[Start of Text extract]
You mean tx_prepare() for second dev can void changes made by tx_prepare() for first dev? I suppose in theory it is possible, even if it is probably not the case right now in practise (at least I am not aware about such cases). Actually that's an interesting topic - same can happen even with user implementing multicast on his own (see examples/ipv4_multicast/). I think these new limitations have to be documented clearly (at least). Also probably we need extra changes fo bond device dev_confgiure()/dev_get_info(): to check currently selected mode and based on that allow/reject tx offloads. The question arises (again) how to figure out for which tx offloads dev->tx_prepare() modifies the packet, for which not? Any thoughts here?
quoted
quoted
I agree that if the failure is caused by Tx ring full, it is a legal behaviour. But what about the failure caused by other reasons? At present, it is possible for some PMDs to fail during tx_burst due to other reasons. In this case, repeated tries to send will also fail. I'm not sure if all PMDs need to support the behavior of sending packets in a loop until it succeeds. If not, I think the current problem can be reminded to the user by adding a description to the bonding. If it is necessary, I think the description of tx_burst should also add related instructions, so that the developers of PMDs can better understand how tx_burst should be designed, such as putting all hardware-related constraint checks into tx_prepare. And another prerequisite for the above behavior is that the packets must be prepared (i.e. checked by rte_eth_tx_prepare()). Otherwise, it may also fail to send. This means that we have to use rte_eth_tx_prepare() in more scenarios. What's Ferruh's opinion on this?quoted
[snip] .
[End of Text extract]
_Instruction_
Copy the forum excerpt on bonding and tx_prepare() word for word, in full.
[Start of Data segment]
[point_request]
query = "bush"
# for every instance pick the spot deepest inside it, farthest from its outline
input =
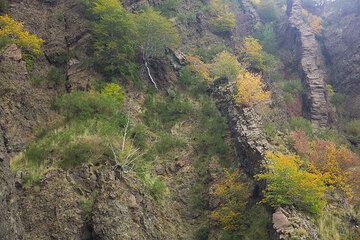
[End of Data segment]
_Answer to the problem_
You mean tx_prepare() for second dev can void changes made by tx_prepare() for first dev? I suppose in theory it is possible, even if it is probably not the case right now in practise (at least I am not aware about such cases). Actually that's an interesting topic - same can happen even with user implementing multicast on his own (see examples/ipv4_multicast/). I think these new limitations have to be documented clearly (at least). Also probably we need extra changes fo bond device dev_confgiure()/dev_get_info(): to check currently selected mode and based on that allow/reject tx offloads. The question arises (again) how to figure out for which tx offloads dev->tx_prepare() modifies the packet, for which not? Any thoughts here?
quoted
quoted
I agree that if the failure is caused by Tx ring full, it is a legal behaviour. But what about the failure caused by other reasons? At present, it is possible for some PMDs to fail during tx_burst due to other reasons. In this case, repeated tries to send will also fail. I'm not sure if all PMDs need to support the behavior of sending packets in a loop until it succeeds. If not, I think the current problem can be reminded to the user by adding a description to the bonding. If it is necessary, I think the description of tx_burst should also add related instructions, so that the developers of PMDs can better understand how tx_burst should be designed, such as putting all hardware-related constraint checks into tx_prepare. And another prerequisite for the above behavior is that the packets must be prepared (i.e. checked by rte_eth_tx_prepare()). Otherwise, it may also fail to send. This means that we have to use rte_eth_tx_prepare() in more scenarios. What's Ferruh's opinion on this?quoted
[snip] .